### Input

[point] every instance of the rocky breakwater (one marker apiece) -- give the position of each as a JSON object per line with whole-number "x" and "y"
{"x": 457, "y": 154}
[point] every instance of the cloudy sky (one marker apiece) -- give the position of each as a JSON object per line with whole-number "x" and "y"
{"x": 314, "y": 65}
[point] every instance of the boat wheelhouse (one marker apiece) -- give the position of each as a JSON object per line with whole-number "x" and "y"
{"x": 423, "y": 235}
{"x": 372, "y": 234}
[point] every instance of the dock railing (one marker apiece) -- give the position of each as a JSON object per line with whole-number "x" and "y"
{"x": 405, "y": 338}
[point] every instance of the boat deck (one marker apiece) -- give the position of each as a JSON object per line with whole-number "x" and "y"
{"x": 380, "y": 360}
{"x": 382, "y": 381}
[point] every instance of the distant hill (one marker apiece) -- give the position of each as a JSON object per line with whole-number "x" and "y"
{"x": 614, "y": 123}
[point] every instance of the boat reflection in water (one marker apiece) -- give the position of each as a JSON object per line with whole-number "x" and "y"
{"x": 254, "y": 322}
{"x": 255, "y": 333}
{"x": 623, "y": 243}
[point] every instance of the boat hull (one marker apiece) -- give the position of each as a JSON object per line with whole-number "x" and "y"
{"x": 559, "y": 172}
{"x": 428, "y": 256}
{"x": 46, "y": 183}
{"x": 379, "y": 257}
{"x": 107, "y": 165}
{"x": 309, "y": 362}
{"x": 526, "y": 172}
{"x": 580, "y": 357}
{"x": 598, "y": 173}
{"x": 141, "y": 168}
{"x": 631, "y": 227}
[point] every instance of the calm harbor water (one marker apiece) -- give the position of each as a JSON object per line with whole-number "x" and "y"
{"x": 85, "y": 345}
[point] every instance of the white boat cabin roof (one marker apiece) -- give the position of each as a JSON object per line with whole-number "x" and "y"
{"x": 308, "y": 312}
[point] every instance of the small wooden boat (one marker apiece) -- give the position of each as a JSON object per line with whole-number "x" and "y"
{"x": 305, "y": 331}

######

→ **What is needed**
An exact copy of the listing above is what is wanted.

→ **Output**
[point] every instance of the rocky breakwater (one marker apiece) -- give the position of each as a JSON object per line with whole-number "x" and "y"
{"x": 457, "y": 154}
[point] every instance of the cloudy sky (one marker apiece) -- give the position of each as a JSON object per line with whole-number "x" and "y"
{"x": 314, "y": 65}
[point] every instance of the boat wheelhouse (one marker apiece) -- give the position of each as a JSON object per line with whole-number "x" and "y"
{"x": 423, "y": 235}
{"x": 372, "y": 234}
[point] every instance of the dock railing (one marker apiece) -- give the position of each as a JSON object per line with whole-number "x" and "y"
{"x": 405, "y": 338}
[point] every instance of the boat deck (one marker apiece) -- give the position of each as a JSON object per line with whole-number "x" and "y"
{"x": 380, "y": 360}
{"x": 382, "y": 381}
[point] every instance of the distant hill (one marker apiece) -- give the position of each as a JSON object per line with whole-number "x" and "y"
{"x": 614, "y": 123}
[point] every instance of the boat reflection in water (one marker apiece) -- give the position of each as a JSON object per line with whole-number "x" and "y"
{"x": 254, "y": 322}
{"x": 255, "y": 333}
{"x": 623, "y": 243}
[point] every instance of the boat hull (one marker apiece) -- give the position of each as a JSON object per line with whole-number "x" and "y"
{"x": 559, "y": 172}
{"x": 428, "y": 256}
{"x": 46, "y": 183}
{"x": 379, "y": 257}
{"x": 107, "y": 165}
{"x": 309, "y": 362}
{"x": 526, "y": 172}
{"x": 580, "y": 357}
{"x": 598, "y": 173}
{"x": 141, "y": 168}
{"x": 631, "y": 227}
[point] every instance of the calm harbor water (one marker apiece) -- give the position of each as a JSON object per line with whole-number "x" and "y"
{"x": 85, "y": 345}
[point] every instance of the white boat cabin roof (one marker apiece) -- give the position of each as a JSON object per line with whole-number "x" and "y"
{"x": 308, "y": 312}
[point] every instance of the small wooden boat (one marker apiece) -- give the position of each as a JSON object per line with whole-number "x" and "y"
{"x": 305, "y": 331}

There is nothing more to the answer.